What to work on ▸
Render every line of the data below as a Markdown table with the columns "Row" and "Line," numbering the rows in order and skipping blank lines. Leave the pictures out.

Dataset items ▸
╔══
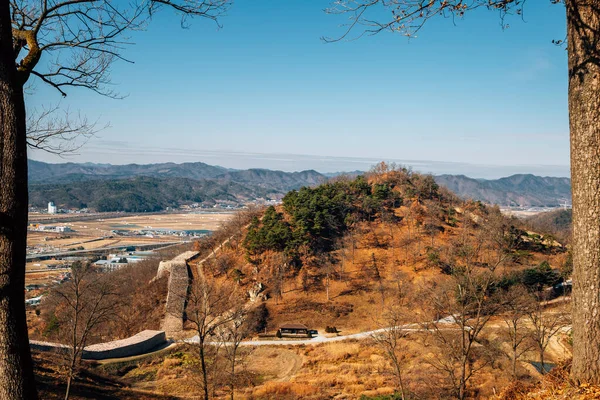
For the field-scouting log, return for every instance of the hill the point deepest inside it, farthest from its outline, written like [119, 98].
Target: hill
[557, 222]
[154, 187]
[40, 172]
[141, 194]
[516, 190]
[353, 255]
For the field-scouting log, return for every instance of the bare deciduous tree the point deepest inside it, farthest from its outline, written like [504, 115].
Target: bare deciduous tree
[210, 307]
[545, 325]
[389, 339]
[231, 336]
[65, 44]
[407, 17]
[516, 303]
[85, 301]
[466, 307]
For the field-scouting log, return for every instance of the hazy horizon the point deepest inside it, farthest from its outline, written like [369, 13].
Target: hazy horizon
[322, 164]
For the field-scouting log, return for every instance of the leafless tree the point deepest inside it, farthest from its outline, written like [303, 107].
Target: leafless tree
[461, 310]
[85, 301]
[517, 302]
[545, 325]
[407, 17]
[210, 307]
[65, 44]
[389, 339]
[231, 336]
[59, 131]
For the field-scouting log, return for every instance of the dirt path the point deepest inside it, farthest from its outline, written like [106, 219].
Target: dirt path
[277, 364]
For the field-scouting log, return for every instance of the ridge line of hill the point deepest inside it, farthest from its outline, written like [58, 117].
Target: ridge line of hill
[153, 187]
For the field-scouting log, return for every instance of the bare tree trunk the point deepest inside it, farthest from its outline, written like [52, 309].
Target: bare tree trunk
[16, 369]
[204, 371]
[583, 30]
[514, 362]
[68, 391]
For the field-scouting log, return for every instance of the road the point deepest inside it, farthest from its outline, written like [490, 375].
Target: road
[315, 339]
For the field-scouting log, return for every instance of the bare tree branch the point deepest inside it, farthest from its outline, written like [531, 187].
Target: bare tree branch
[407, 17]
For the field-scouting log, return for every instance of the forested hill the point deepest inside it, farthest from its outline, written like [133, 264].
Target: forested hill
[154, 187]
[515, 190]
[128, 187]
[143, 194]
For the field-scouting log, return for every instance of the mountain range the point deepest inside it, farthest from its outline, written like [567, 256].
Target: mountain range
[516, 190]
[153, 187]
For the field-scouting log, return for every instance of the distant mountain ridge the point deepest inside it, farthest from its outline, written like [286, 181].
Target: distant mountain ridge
[154, 187]
[517, 190]
[64, 184]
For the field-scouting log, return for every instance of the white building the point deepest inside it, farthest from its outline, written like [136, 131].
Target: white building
[52, 209]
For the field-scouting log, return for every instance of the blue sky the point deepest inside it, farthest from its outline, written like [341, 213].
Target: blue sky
[467, 97]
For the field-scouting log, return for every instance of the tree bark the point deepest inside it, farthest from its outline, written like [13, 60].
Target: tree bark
[583, 32]
[16, 369]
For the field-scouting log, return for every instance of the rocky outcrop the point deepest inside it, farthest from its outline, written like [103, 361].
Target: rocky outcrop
[140, 343]
[255, 292]
[178, 272]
╚══
The answer ▸
| Row | Line |
|---|---|
| 1 | For the field-scouting log, return for every instance of the hill the point deepest inside it, farthest from its outline, written like [119, 98]. |
| 2 | Target: hill |
| 3 | [557, 222] |
| 4 | [154, 187] |
| 5 | [40, 172] |
| 6 | [141, 194] |
| 7 | [516, 190] |
| 8 | [353, 255] |
| 9 | For the field-scouting log, return for every instance of the bare deciduous tree the point deepest inside it, farthest from its outline, written like [504, 115]. |
| 10 | Target: bare deciduous tree |
| 11 | [210, 307] |
| 12 | [545, 325] |
| 13 | [389, 339] |
| 14 | [231, 336] |
| 15 | [65, 44] |
| 16 | [407, 17] |
| 17 | [516, 303] |
| 18 | [85, 301] |
| 19 | [466, 307] |
| 20 | For the field-scouting log, return for every instance of the hazy horizon the point deepest inside it, farthest from its outline, written like [369, 13]. |
| 21 | Target: hazy horizon |
| 22 | [322, 164] |
| 23 | For the field-scouting log, return for every instance of the leafless tree the point deepest inside it, farthest from its outline, written like [303, 107]. |
| 24 | Target: leafless tree |
| 25 | [461, 310] |
| 26 | [85, 301] |
| 27 | [517, 302] |
| 28 | [545, 325] |
| 29 | [407, 17] |
| 30 | [210, 307] |
| 31 | [65, 44] |
| 32 | [389, 339] |
| 33 | [231, 336] |
| 34 | [59, 131] |
| 35 | For the field-scouting log, return for every instance of the dirt path the point deepest inside it, farthest from its outline, written like [106, 219]. |
| 36 | Target: dirt path |
| 37 | [277, 364] |
| 38 | For the field-scouting log, return for every instance of the ridge line of hill the point deepest inside it, farthest from its outline, written like [58, 117]. |
| 39 | Target: ridge line of hill |
| 40 | [153, 187] |
| 41 | For the field-scouting log, return for every instance of the bare tree trunk the point deepest inside it, farthest from its outline, written like [52, 309]. |
| 42 | Target: bare tree trunk |
| 43 | [16, 369] |
| 44 | [204, 371] |
| 45 | [583, 30] |
| 46 | [514, 362] |
| 47 | [68, 391] |
| 48 | For the field-scouting log, return for every instance of the road the point deepest inside it, farthest from its outline, written like [490, 375]. |
| 49 | Target: road |
| 50 | [315, 339] |
| 51 | For the field-scouting log, return for every instance of the bare tree branch the point deepest inside it, farthest from its outline, written like [531, 187]. |
| 52 | Target: bare tree branch |
| 53 | [407, 17] |
| 54 | For the field-scouting log, return for every instance of the forested hill the point deepest inside it, farthest from its outline, written like [133, 264]. |
| 55 | Target: forested hill |
| 56 | [154, 187] |
| 57 | [515, 190] |
| 58 | [128, 187] |
| 59 | [143, 194] |
| 60 | For the field-scouting log, return for every instance of the mountain range the point deepest inside it, farthest from its outline, written like [567, 256]. |
| 61 | Target: mountain range |
| 62 | [516, 190] |
| 63 | [153, 187] |
| 64 | For the field-scouting log, return for every instance of the distant mountain ridge the point deepest inside it, farthest from its outline, written like [286, 181]. |
| 65 | Target: distant mountain ridge |
| 66 | [154, 187] |
| 67 | [517, 190] |
| 68 | [64, 184] |
| 69 | For the field-scouting log, return for every instance of the white building the point deepest inside it, farthest from its outline, written like [136, 131]. |
| 70 | Target: white building |
| 71 | [52, 209] |
| 72 | For the field-scouting log, return for every instance of the blue sky the point deepest inside it, farthest from its outline, written like [341, 213]. |
| 73 | Target: blue sky |
| 74 | [467, 97] |
| 75 | For the field-scouting log, return for every instance of the tree bark the point deepest inside it, farthest from its outline, written like [13, 60]. |
| 76 | Target: tree bark |
| 77 | [583, 32] |
| 78 | [16, 369] |
| 79 | For the field-scouting log, return for every instance of the rocky outcrop the point deepest inside it, farthest from its outline, written like [103, 361]. |
| 80 | Target: rocky outcrop |
| 81 | [140, 343] |
| 82 | [255, 292] |
| 83 | [178, 272] |